_Texto fornecido_.
((

A polarização americana se
mostrou mais presente do que nunca. Enquanto os estados costeiros dos dois
lados votaram majoritariamente no Partido Democrata, de Hillary Clinton, o
interior do país uniu-se a Trump em peso. A população rural, especificamente,
contribuiu para virar estados que no passado eram dominados por correntes
progressistas, mas um segundo grupo demonstrou uma preferência inusitada pelo
candidato excêntrico: a classe trabalhadora dos estados mais pobres. Mesmo com
o apoio pesado dos afro-americanos e mulheres estadunidenses, o Partido
Democrata não conseguiu reverter a rejeição às velhas práticas políticas de
Washington - representadas, sem dúvida, pela sua candidata, uma figura atuante
há muitas décadas no jogo de poder.
hillary clinton donald trump
chance vitoria dia eleicao 2016NO GRÁFICO: probabilidade de vitória ao longo da
noite. O que era uma vitória certa para Hillary Clinton mudou de forma
repentina, quando se abriram as urnas das zonas rurais do centro do país
(Fonte: New York Times)
O resultado vem ao final de
uma campanha recheada de insultos e mentiras, em que os dois lados trocaram
ataques como jamais se viu em uma disputa política naquelas terras. A disputa
infectou o eleitorado, provocando manifestações de ódio ao longo da noite.

))

_Dados fornecidos_.
((

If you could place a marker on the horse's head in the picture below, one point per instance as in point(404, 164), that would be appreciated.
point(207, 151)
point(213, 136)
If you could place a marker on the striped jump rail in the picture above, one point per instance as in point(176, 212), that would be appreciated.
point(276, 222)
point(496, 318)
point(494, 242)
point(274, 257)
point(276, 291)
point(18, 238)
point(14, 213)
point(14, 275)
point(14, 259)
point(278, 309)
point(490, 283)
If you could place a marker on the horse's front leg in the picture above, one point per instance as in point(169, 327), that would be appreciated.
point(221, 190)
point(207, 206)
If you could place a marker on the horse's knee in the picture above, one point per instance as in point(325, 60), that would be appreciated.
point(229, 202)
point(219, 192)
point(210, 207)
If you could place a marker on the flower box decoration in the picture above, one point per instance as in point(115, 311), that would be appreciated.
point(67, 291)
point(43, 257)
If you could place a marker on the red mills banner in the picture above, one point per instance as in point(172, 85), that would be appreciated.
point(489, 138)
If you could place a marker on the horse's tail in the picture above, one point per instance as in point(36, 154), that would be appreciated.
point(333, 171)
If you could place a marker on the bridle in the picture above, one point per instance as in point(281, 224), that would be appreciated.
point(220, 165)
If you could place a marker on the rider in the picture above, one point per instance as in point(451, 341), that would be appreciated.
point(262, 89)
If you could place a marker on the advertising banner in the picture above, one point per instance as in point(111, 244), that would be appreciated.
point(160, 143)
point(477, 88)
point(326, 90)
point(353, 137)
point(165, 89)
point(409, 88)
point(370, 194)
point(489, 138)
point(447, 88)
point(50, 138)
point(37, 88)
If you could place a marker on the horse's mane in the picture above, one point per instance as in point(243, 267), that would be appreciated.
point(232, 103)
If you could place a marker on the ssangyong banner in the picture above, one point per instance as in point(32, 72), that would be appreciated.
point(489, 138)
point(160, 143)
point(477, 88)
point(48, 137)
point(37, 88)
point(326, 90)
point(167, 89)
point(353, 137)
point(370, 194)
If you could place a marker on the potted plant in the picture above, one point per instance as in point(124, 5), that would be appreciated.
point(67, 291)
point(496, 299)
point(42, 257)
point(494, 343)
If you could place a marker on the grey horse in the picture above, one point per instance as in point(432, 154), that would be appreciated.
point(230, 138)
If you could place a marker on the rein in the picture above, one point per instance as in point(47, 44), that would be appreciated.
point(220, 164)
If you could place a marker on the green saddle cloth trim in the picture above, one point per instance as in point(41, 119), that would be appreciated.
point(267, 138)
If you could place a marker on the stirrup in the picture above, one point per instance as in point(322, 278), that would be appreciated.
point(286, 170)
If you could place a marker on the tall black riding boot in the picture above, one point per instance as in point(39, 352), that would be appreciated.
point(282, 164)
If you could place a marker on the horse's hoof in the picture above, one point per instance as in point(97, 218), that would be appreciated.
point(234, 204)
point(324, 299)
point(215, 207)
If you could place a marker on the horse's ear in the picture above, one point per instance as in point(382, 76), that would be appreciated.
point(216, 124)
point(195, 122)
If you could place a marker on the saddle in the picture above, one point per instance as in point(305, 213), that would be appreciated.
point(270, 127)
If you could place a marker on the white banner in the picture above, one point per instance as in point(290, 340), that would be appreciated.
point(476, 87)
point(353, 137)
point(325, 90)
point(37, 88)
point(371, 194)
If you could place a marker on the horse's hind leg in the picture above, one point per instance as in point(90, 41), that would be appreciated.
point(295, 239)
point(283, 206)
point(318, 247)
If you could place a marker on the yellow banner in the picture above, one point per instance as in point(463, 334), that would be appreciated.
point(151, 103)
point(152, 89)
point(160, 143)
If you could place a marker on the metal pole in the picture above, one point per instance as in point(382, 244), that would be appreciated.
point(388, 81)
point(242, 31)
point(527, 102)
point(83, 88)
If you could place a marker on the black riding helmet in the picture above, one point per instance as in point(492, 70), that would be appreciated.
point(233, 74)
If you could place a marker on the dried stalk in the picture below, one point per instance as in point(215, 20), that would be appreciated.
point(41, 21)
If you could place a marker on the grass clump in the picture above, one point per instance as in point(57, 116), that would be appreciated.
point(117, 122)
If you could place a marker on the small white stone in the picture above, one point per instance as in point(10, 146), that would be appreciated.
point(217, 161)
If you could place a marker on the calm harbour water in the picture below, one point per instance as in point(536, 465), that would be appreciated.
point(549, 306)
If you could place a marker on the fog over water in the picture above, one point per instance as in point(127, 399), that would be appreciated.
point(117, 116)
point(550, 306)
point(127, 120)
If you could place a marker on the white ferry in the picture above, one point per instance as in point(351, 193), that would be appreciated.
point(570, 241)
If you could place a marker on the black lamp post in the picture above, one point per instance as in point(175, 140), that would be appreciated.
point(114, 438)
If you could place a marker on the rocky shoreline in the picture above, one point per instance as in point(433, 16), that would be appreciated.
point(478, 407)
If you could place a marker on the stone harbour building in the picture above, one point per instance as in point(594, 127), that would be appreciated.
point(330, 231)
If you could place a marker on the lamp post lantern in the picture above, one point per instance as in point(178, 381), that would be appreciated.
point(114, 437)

))

_Questões de estudo_.
**1.** Responda às perguntas a seguir com base no texto sobre a eleição americana.
(a) Em que partido votaram majoritariamente os estados costeiros?
(b) Além da população rural, que grupo demonstrou uma preferência inusitada por Trump?
(c) Quando a vitória que parecia certa para Hillary Clinton mudou de forma repentina?
**2.** Reescreva o trecho do texto sobre a eleição americana que vai de "hillary clinton donald" até "longo da noite.", substituindo "insultos" por "ofensas".
As linhas formam um material à parte, separado do texto.

_Respostas em ordem_.
**1.**
(a) No Partido Democrata, de Hillary Clinton.
(b) A classe trabalhadora dos estados mais pobres.
(c) Quando se abriram as urnas das zonas rurais do centro do país.

**2.**
hillary clinton donald trump
chance vitoria dia eleicao 2016NO GRÁFICO: probabilidade de vitória ao longo da
noite. O que era uma vitória certa para Hillary Clinton mudou de forma
repentina, quando se abriram as urnas das zonas rurais do centro do país
(Fonte: New York Times)
O resultado vem ao final de
uma campanha recheada de ofensas e mentiras, em que os dois lados trocaram
ataques como jamais se viu em uma disputa política naquelas terras. A disputa
infectou o eleitorado, provocando manifestações de ódio ao longo da noite.